§ HOW TO COMPLETE THIS TASK
Should an entry contain an image, leave the image out and repeat the entry's text exactly.

§ Records from a dataset

Content starts

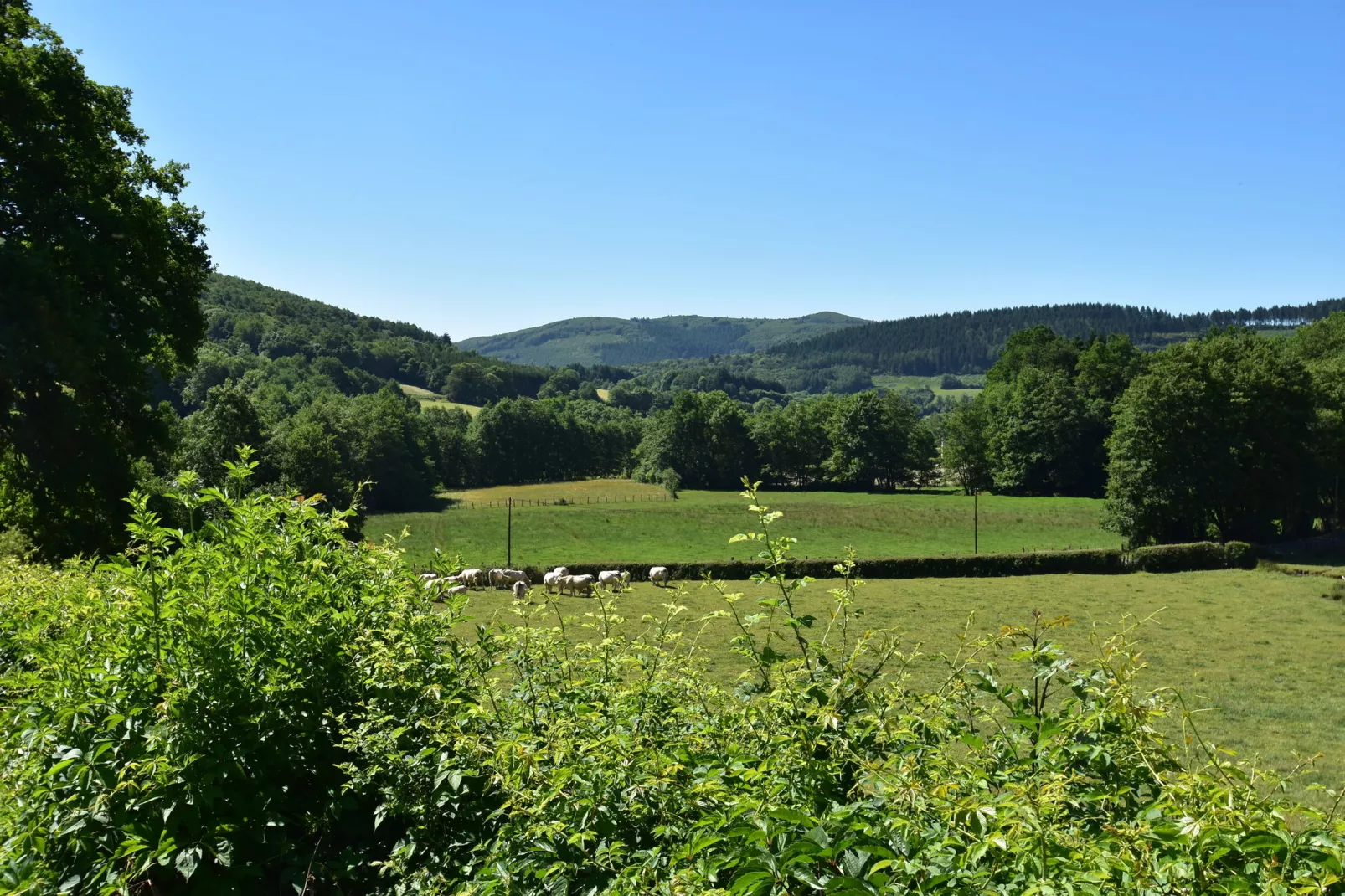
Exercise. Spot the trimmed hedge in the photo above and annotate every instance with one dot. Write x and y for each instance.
(1103, 561)
(1201, 554)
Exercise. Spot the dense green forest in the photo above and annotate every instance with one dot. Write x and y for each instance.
(246, 319)
(616, 341)
(970, 341)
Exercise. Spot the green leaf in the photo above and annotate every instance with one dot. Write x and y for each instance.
(188, 862)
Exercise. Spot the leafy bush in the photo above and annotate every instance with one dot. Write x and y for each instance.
(1203, 554)
(259, 704)
(1098, 561)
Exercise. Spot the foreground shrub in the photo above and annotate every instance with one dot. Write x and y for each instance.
(260, 704)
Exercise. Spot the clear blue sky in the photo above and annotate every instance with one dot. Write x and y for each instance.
(491, 166)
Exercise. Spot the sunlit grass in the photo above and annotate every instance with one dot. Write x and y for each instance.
(1262, 654)
(696, 526)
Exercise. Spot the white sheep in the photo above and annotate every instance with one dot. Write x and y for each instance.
(576, 584)
(614, 579)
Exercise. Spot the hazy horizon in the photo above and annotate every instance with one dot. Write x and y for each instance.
(486, 170)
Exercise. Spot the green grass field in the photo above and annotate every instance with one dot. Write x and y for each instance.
(1262, 654)
(435, 399)
(697, 526)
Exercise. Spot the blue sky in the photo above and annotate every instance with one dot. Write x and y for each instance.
(484, 167)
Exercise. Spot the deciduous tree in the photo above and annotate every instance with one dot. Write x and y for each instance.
(101, 268)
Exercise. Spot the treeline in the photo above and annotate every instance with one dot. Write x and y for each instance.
(314, 439)
(970, 341)
(1231, 436)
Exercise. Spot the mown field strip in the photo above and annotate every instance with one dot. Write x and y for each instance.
(698, 525)
(1262, 654)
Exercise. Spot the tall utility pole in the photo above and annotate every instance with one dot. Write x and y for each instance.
(976, 523)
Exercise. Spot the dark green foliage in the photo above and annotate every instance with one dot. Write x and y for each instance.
(523, 440)
(1207, 554)
(357, 353)
(100, 270)
(1215, 440)
(1040, 425)
(214, 434)
(201, 735)
(1100, 561)
(966, 448)
(872, 443)
(1041, 437)
(615, 341)
(703, 437)
(1321, 348)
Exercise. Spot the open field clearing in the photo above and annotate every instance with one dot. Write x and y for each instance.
(932, 384)
(697, 526)
(1260, 653)
(435, 399)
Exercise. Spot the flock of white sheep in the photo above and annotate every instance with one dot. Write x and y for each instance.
(557, 580)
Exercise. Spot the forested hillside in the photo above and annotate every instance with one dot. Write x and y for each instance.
(970, 341)
(615, 341)
(248, 317)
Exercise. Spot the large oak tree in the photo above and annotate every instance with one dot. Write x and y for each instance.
(101, 270)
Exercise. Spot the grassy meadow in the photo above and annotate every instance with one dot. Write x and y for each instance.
(698, 523)
(932, 384)
(1260, 653)
(435, 399)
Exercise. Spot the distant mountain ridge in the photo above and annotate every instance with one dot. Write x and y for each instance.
(619, 341)
(970, 341)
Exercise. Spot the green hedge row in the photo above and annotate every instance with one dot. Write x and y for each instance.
(1085, 563)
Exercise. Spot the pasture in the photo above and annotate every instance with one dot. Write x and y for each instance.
(932, 384)
(433, 399)
(638, 525)
(1260, 654)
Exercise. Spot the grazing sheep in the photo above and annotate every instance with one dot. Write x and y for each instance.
(614, 579)
(576, 584)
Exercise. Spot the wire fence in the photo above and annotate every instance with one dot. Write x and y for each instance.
(559, 502)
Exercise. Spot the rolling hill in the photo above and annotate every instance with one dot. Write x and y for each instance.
(617, 341)
(970, 341)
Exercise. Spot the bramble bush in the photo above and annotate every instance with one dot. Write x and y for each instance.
(255, 705)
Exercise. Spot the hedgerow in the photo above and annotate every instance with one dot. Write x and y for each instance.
(1099, 561)
(255, 704)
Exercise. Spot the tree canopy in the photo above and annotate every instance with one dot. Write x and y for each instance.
(101, 266)
(1215, 440)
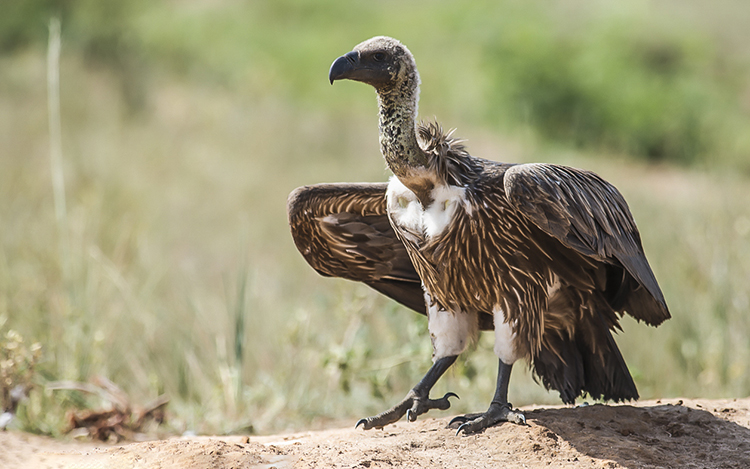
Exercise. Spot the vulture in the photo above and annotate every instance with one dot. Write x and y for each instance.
(546, 256)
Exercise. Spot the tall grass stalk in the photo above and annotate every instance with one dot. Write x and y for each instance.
(55, 141)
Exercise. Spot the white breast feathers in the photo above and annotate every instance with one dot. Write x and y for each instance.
(407, 212)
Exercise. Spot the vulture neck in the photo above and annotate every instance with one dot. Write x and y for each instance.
(398, 138)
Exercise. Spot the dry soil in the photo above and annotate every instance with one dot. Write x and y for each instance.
(687, 433)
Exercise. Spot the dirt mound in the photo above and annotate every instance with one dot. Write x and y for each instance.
(650, 434)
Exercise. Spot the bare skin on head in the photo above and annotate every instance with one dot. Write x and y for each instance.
(547, 256)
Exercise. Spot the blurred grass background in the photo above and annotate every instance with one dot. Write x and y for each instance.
(186, 123)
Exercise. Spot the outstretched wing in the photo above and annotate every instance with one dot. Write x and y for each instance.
(342, 230)
(589, 215)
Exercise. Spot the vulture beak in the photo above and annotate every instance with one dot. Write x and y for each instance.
(344, 67)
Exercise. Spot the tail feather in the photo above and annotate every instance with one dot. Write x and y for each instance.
(586, 361)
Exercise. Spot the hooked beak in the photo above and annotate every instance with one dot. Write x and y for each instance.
(344, 66)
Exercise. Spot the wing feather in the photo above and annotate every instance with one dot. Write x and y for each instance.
(342, 230)
(589, 215)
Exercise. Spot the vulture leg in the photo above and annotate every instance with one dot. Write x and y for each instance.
(500, 409)
(417, 401)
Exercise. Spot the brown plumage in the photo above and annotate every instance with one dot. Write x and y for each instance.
(548, 256)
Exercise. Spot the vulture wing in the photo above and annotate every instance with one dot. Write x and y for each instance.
(342, 230)
(589, 215)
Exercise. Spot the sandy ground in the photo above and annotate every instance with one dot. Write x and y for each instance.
(689, 433)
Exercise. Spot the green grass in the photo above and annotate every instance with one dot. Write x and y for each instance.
(182, 277)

Content ends

§ RESULT
Exercise. Spot the trimmed hedge in the photo above and annotate every instance with one dot. Write x and y for each instance.
(1103, 561)
(1201, 554)
Exercise. Spot the dense green forest in the photo above and annotate every instance with one dot. Write x and y for each instance.
(246, 319)
(616, 341)
(970, 341)
Exercise. Spot the green leaf in the photo above and annotate every instance with one dot. Write x and y for each instance.
(188, 862)
Exercise. Spot the leafy bush in the photo above and annotate every instance with one dot. Write x and y for each instance.
(1203, 554)
(259, 704)
(1098, 561)
Exercise. Spot the foreground shrub in the photo above and annotate every instance with one dot. Write x and y for each instance.
(260, 704)
Exercise. Spot the clear blue sky in the photo above and annotate every instance with one dot. Write x and y for each instance.
(491, 166)
Exercise. Spot the sunlit grass in the photo above and annotate every instance with one dot. Write x and y for each instance.
(1262, 654)
(696, 526)
Exercise. Spot the white sheep in the photo above and annotate every instance with one dot. Write x and y for each instance.
(576, 584)
(614, 579)
Exercise. Spot the hazy horizon in the photo above and annotate every instance with one dot. Write x and y for each instance.
(486, 170)
Exercise. Spot the green grass field in the photo above and annotate every instance with one dot. Write x and y for each instance.
(1262, 654)
(435, 399)
(697, 526)
Exercise. Spot the blue sky in the photo above and annotate every instance with one dot. Write x and y for each instance.
(484, 167)
Exercise. Spot the deciduous tree in the photo above and annotate every instance with one dot. Write x and y for each instance.
(101, 268)
Exercise. Spot the treeline in the photo above and annotate every instance with one dot. Write x and y for each instance.
(314, 439)
(970, 341)
(1231, 436)
Exercise. Spot the mown field strip in the photo above and annotate every instance with one dot. Write x and y for each instance.
(698, 525)
(1262, 654)
Exercise. Spot the tall utility pole in the photo above and annotate every instance with one dot. Write x and y for each instance.
(976, 523)
Exercise. Spot the dark green foliage in the photo above and annotate every instance with one dot. Write x and y for each instance.
(523, 440)
(1207, 554)
(357, 353)
(100, 270)
(1215, 440)
(1040, 425)
(214, 434)
(201, 735)
(1100, 561)
(966, 448)
(872, 443)
(1041, 437)
(615, 341)
(703, 437)
(1321, 348)
Exercise. Spot the open field clearing in the photo above and annotate every instance with one dot. Write x and y for each instance.
(932, 384)
(697, 526)
(1260, 653)
(435, 399)
Exercise. Spot the flock of white sheep in the photo above and annotate every instance with one dot. Write x and y for each instance.
(557, 580)
Exercise. Spot the forested hillside in the photo above and annotate every instance with one dot. Write x and y for each instance.
(970, 341)
(615, 341)
(248, 317)
Exercise. Spot the large oak tree in the photo above and annotate every instance with one dot. Write x and y for each instance.
(101, 270)
Exercise. Spot the grassy meadow in the photo above and annotate every instance with one dot. Write x and y for each instance.
(698, 523)
(932, 384)
(1260, 653)
(435, 399)
Exercise. Spot the distant mountain ridge in the photo above and annotate every instance with one dot. Write x and y for each instance.
(619, 341)
(970, 341)
Exercise. Spot the green hedge row in the photo above and annotate every instance with one dot. Write x and y for each instance.
(1085, 563)
Exercise. Spot the pasture in the photo above and annotate every instance with one dot. Write x and y for each instance.
(932, 384)
(433, 399)
(638, 525)
(1260, 654)
Exercise. Spot the grazing sheep in the photo above and annotate every instance with one dot. Write x and y for each instance.
(614, 579)
(576, 584)
Exercise. Spot the wire fence in the photo above and annotate every instance with one dot. Write x and y for each instance.
(559, 502)
Exercise. Spot the rolling hill in the photo above and annotate every instance with one dot. Write x and y for each instance.
(617, 341)
(970, 341)
Exercise. Spot the bramble bush in the photo above and annotate every instance with one dot. Write x and y for each instance.
(255, 705)
Exercise. Spot the hedgerow in the photo above and annotate every instance with one dot. Write x and y for each instance.
(1099, 561)
(255, 704)
Exercise. Spot the tree canopy in the photo above and annotate every instance with one dot. Write x and y for each instance.
(101, 266)
(1215, 440)
Exercise. Spot the vulture in the photo above and annotate every instance with one dot. Write x and y for each instance.
(546, 256)
Exercise. Spot the tall grass stalk in the photo above and annotate every instance with one dot. Write x and y for each instance.
(55, 141)
Exercise. Spot the white breast feathers in the photo above and annotate every instance with one dot. Write x and y for each instance.
(407, 212)
Exercise. Spot the vulture neck in the photo above and annotate every instance with one dot. Write x and y for each instance.
(398, 138)
Exercise. Spot the dry soil in the photo above and annotate every instance with one dot. Write x and y for each instance.
(687, 433)
Exercise. Spot the dirt mound in the photo above and annotate every instance with one dot. Write x and y for each instance.
(650, 434)
Exercise. Spot the bare skin on head in the photo above and annotate every instance with one dot. Write x and y for each instance.
(547, 256)
Exercise. Spot the blurred grass background in the photo above and annotate every instance with one dot. Write x and y for each instance.
(186, 123)
Exercise. Spot the outstretched wing in the photo above and annotate every instance with one dot. Write x and y for each instance.
(342, 230)
(589, 215)
Exercise. Spot the vulture beak in the photo above and annotate every instance with one dot. Write x and y for each instance.
(344, 67)
Exercise. Spot the tail feather in the photo above and annotate every instance with one dot. Write x and y for each instance.
(586, 361)
Exercise. Spot the hooked beak in the photo above and annotate every instance with one dot. Write x and y for each instance.
(344, 66)
Exercise. Spot the wing feather in the photo above and annotate every instance with one dot. Write x and y for each instance.
(342, 230)
(589, 215)
Exercise. Spot the vulture leg in the photo above and annotate every instance with one dot. Write x and y for each instance.
(500, 409)
(417, 401)
Exercise. Spot the brown plumage in the photo above and annotate every instance with one dot. Write x and y for each instance.
(548, 256)
Exercise. Spot the vulture wing in the photo above and annotate every instance with one dot. Write x and y for each instance.
(342, 230)
(589, 215)
Exercise. Spot the sandy ground in the photo above and annotate every instance with one dot. Write x and y for each instance.
(689, 433)
Exercise. Spot the green grass in the photo above and annotate every instance with one dot. Write x and y for each instance.
(182, 277)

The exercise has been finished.